**Region outline entries**:
---------------
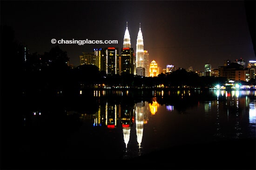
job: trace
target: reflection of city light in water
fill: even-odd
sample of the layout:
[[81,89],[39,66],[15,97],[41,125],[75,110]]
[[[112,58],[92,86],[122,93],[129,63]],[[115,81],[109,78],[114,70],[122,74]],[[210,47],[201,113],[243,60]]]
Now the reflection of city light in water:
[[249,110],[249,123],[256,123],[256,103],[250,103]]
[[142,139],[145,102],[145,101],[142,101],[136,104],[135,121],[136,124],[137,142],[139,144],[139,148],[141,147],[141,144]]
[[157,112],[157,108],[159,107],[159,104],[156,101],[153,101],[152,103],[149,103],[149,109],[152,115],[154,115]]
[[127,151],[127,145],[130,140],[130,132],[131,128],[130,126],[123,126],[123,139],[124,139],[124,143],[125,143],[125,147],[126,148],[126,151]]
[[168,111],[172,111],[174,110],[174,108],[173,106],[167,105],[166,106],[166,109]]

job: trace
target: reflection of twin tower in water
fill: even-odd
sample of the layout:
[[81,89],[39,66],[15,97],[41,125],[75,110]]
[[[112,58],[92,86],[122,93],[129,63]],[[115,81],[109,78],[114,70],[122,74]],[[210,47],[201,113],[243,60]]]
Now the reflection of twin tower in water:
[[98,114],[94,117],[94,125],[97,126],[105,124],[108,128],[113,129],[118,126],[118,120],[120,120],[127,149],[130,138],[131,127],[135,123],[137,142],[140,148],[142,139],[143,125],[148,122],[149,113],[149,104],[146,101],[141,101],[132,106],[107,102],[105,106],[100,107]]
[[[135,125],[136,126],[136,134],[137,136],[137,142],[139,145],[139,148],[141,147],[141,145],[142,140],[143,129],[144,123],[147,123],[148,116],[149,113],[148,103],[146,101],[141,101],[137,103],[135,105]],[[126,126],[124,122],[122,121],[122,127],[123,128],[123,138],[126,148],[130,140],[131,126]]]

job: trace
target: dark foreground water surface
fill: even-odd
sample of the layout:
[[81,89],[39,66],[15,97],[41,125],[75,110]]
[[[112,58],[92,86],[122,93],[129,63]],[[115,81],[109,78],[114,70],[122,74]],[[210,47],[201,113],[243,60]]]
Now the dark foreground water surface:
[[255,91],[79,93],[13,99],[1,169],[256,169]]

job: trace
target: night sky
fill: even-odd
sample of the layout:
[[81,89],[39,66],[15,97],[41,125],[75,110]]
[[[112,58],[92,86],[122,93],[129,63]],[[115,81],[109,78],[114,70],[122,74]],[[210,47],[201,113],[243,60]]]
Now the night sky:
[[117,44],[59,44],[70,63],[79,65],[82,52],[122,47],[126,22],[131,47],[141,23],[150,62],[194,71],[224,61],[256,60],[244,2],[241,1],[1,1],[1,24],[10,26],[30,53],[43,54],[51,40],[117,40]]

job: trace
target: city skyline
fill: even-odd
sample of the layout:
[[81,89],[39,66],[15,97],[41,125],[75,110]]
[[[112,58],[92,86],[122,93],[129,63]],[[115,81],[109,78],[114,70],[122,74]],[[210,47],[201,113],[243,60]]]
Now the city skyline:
---------------
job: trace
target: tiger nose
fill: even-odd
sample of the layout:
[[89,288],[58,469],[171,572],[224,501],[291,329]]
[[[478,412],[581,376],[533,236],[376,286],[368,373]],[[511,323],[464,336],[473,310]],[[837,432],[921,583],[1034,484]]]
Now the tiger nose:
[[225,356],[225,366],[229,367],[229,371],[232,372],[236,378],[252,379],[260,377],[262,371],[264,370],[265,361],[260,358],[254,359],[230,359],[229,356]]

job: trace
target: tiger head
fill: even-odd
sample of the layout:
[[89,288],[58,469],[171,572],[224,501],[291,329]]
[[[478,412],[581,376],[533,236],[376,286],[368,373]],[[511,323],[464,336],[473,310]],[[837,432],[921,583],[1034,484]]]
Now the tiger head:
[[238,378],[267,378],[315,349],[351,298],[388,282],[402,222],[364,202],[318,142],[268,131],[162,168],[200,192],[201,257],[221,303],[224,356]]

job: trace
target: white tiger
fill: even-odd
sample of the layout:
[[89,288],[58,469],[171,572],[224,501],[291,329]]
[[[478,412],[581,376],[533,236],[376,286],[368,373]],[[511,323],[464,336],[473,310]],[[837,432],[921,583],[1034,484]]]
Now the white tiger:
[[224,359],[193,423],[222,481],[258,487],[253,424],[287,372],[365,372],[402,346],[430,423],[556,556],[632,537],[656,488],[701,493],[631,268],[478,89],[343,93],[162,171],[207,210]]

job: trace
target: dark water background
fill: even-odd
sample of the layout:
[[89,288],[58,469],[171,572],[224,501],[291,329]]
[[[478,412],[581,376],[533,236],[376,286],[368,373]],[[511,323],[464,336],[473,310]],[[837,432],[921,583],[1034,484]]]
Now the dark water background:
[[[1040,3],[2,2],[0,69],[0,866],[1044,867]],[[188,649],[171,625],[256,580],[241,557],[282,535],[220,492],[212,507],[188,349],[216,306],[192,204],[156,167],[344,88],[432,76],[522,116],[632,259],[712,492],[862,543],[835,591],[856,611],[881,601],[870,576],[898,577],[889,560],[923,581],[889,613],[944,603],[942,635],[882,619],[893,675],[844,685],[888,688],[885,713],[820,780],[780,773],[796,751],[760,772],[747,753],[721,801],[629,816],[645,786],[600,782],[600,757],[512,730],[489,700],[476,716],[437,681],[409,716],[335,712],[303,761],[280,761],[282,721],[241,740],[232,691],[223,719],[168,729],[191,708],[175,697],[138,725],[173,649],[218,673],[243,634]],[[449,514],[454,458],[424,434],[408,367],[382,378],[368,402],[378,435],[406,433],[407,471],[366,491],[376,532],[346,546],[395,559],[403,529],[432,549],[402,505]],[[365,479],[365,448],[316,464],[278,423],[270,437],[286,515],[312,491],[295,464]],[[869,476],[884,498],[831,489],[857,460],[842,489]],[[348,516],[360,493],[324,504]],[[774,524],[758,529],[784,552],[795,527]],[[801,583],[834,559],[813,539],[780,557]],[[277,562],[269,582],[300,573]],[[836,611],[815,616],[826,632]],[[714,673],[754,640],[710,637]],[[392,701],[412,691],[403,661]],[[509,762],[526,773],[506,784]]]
---------------
**TASK**:
List every line of the data that contains the word "nose".

**RESULT**:
target: tiger nose
Now the tiger nose:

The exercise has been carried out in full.